# Records:

════════

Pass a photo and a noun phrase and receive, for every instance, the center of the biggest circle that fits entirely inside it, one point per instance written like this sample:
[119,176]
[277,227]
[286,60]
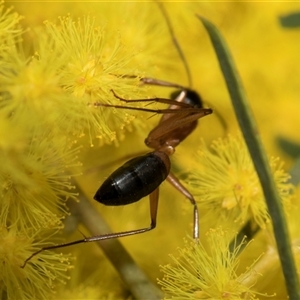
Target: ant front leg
[179,187]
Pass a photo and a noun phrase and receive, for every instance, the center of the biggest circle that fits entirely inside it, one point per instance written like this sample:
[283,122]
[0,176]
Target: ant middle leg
[174,181]
[154,197]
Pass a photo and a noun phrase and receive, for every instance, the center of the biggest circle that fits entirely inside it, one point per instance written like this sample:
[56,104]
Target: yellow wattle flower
[225,182]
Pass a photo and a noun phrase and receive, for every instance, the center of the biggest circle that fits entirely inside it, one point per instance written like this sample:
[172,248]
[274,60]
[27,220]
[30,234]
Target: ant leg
[153,213]
[176,183]
[155,99]
[154,81]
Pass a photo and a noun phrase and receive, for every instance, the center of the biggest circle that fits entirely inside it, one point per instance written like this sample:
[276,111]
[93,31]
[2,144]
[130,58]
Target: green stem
[137,281]
[250,132]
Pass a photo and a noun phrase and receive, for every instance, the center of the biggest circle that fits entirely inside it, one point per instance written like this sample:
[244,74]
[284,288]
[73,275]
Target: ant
[142,175]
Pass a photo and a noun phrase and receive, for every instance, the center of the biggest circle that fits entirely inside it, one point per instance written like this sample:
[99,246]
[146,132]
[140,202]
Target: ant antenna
[175,42]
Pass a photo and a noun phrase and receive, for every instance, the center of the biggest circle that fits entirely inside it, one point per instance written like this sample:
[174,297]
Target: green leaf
[258,155]
[289,147]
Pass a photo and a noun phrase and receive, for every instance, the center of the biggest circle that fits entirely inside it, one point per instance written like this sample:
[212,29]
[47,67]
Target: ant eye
[143,175]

════════

# Prompt:
With the line containing "Target: green leaf" as the start and the last line of the listing as the end, restate that stretch word for word and nothing else.

# Exercise answer:
Target: green leaf
[258,155]
[289,147]
Pass a photo and a noun phrase and receive, for every instance, the center of the biggest circle that fits entirely inside it, one point per instance written like this sample:
[212,29]
[47,67]
Target: ant eye
[143,175]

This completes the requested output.